### To do
Repeat word for word the line with "In this photo, where can the man be" and every line after it until the records below run out.

### Entries provided

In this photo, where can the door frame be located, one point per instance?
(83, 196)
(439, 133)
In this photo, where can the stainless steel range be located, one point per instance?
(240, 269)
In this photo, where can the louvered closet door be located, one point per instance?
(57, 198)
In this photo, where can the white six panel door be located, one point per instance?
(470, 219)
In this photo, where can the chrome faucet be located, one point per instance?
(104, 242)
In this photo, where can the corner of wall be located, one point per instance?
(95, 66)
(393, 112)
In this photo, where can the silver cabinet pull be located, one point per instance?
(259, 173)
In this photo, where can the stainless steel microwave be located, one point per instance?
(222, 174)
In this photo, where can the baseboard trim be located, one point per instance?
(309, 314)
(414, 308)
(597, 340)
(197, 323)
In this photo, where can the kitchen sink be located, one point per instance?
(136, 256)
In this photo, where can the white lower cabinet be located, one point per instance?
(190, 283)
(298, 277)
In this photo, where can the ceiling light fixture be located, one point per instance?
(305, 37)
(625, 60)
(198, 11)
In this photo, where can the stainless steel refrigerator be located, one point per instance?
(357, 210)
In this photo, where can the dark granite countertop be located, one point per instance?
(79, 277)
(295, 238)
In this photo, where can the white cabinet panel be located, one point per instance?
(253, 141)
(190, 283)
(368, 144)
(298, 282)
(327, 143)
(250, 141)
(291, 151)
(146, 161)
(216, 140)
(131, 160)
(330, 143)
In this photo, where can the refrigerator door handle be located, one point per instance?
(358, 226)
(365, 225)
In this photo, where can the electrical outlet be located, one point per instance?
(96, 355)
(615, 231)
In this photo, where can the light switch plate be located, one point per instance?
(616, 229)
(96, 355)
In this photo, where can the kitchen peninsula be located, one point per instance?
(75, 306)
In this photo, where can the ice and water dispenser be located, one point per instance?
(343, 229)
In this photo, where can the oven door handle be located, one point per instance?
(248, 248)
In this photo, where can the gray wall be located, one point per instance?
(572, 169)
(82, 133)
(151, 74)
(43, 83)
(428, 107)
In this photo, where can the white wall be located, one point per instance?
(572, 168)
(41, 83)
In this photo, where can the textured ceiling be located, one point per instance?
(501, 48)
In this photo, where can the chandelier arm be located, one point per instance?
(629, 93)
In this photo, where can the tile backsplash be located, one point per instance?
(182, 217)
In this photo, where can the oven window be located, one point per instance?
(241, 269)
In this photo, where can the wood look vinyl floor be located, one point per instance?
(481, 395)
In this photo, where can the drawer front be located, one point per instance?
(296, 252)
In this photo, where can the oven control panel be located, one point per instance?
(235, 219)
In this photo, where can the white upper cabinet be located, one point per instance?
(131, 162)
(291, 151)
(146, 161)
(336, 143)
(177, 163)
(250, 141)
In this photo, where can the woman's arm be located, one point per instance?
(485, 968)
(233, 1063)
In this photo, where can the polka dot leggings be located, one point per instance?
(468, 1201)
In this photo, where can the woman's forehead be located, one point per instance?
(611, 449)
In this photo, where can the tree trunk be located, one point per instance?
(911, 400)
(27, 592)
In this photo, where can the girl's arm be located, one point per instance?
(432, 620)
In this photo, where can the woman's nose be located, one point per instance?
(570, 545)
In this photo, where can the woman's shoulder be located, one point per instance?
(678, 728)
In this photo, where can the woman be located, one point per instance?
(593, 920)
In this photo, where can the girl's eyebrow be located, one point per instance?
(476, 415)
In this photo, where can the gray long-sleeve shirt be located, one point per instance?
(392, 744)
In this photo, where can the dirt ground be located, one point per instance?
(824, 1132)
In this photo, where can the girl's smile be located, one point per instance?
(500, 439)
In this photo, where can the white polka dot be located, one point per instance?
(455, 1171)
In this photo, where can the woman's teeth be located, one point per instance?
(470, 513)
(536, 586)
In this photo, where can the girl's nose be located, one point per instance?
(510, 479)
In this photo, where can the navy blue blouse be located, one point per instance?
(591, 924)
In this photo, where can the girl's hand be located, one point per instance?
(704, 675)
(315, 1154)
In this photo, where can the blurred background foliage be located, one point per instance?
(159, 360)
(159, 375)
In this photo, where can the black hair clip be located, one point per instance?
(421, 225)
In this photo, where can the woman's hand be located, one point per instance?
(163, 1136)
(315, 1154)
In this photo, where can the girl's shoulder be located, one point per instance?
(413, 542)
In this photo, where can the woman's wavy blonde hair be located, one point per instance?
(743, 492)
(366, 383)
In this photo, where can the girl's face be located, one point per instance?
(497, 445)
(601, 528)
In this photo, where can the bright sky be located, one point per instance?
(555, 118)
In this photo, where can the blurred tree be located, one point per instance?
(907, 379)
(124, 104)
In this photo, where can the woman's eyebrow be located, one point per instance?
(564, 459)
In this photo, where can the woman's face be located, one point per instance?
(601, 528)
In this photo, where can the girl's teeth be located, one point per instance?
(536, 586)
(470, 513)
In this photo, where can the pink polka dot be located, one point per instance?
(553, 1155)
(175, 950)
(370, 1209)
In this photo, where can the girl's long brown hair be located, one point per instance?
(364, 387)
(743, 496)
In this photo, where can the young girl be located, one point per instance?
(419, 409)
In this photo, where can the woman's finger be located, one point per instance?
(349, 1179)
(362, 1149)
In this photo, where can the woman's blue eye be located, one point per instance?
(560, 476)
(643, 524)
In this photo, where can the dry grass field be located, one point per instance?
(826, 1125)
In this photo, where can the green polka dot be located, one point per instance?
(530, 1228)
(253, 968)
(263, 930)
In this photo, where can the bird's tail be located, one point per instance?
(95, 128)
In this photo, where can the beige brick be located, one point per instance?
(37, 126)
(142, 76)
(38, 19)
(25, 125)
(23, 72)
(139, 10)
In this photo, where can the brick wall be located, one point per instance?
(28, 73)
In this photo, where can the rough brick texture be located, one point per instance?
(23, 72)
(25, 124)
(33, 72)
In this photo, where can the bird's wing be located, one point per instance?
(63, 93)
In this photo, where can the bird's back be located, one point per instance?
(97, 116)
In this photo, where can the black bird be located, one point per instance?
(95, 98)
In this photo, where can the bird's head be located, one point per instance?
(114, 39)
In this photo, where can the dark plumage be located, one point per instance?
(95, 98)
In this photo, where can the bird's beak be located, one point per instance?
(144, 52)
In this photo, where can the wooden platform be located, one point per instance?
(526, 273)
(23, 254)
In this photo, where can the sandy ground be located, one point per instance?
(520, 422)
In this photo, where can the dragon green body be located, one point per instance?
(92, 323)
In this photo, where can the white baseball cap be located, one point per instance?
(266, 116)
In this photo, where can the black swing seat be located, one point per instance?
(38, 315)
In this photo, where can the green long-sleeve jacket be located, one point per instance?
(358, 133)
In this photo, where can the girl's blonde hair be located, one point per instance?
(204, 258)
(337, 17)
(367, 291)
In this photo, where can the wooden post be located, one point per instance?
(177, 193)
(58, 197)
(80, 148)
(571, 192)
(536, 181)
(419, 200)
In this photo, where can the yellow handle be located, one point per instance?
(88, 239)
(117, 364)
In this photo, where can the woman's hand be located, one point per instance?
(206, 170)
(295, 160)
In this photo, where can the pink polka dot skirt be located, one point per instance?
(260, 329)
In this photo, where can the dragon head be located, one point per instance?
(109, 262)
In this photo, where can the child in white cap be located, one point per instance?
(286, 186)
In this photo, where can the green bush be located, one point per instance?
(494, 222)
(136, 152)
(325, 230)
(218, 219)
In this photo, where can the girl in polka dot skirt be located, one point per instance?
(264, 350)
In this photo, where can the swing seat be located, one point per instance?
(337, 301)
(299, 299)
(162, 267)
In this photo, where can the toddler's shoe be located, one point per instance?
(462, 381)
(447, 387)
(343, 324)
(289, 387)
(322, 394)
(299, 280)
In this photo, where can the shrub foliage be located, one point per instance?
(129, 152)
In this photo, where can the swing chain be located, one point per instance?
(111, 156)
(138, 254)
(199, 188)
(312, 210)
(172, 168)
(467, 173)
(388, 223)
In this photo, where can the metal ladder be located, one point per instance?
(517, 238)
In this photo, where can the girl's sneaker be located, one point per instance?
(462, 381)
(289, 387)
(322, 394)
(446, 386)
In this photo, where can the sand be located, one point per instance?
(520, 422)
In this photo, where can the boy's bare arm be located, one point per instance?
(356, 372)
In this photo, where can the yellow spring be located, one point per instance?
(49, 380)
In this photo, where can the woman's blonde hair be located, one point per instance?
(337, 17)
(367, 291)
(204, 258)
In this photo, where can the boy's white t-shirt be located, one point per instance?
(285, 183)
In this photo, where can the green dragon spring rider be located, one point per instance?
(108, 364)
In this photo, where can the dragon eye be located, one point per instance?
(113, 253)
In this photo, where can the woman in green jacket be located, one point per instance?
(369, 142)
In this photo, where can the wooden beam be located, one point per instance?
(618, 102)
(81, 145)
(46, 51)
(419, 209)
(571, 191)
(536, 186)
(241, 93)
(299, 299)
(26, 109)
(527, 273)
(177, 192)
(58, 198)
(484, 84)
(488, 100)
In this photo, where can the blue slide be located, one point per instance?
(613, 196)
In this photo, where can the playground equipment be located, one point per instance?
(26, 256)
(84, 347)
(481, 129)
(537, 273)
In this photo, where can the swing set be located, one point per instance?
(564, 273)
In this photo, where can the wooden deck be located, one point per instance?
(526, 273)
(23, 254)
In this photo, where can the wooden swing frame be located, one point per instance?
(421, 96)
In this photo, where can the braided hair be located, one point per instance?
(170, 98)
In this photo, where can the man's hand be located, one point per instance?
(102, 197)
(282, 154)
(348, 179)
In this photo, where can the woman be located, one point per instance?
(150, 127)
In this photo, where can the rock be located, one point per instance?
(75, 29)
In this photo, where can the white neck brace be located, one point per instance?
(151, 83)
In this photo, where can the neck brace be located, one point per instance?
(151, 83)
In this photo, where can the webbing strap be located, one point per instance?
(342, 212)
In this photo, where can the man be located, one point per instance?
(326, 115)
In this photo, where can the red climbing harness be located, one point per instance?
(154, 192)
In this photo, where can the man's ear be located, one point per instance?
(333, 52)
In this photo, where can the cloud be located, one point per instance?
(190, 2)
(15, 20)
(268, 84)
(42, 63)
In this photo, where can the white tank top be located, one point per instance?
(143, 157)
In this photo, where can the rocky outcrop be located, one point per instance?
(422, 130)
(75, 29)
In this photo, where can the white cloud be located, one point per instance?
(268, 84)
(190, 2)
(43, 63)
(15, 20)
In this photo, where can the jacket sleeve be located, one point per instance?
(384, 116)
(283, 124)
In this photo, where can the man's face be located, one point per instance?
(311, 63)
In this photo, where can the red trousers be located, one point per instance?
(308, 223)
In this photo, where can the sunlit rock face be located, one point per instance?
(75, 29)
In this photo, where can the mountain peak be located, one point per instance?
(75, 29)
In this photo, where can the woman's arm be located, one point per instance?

### Solution
In this photo, where can the man be located, one point per instance?
(326, 115)
In this photo, where can the red climbing harness be located, one point per instance?
(154, 192)
In this photo, where can the man's ear be located, one point per instance?
(333, 52)
In this photo, where can the cloud be located, one point per instance?
(190, 2)
(15, 20)
(268, 84)
(42, 63)
In this photo, where can the white tank top be located, one point per instance?
(143, 157)
In this photo, where can the rocky outcrop be located, one point per instance?
(422, 130)
(75, 29)
In this photo, where can the white cloud be located, one point per instance?
(268, 84)
(190, 2)
(43, 63)
(15, 20)
In this photo, where can the jacket sleeve be located, one point per instance?
(384, 116)
(283, 124)
In this photo, where can the man's face be located, one point per instance?
(311, 63)
In this photo, where can the red trousers be located, one point per instance?
(308, 223)
In this photo, where can the sunlit rock face be located, one point per instance?
(75, 29)
In this photo, where can the mountain peak be located, one point per instance?
(75, 29)
In this photo, where can the woman's arm be located, one point per instance?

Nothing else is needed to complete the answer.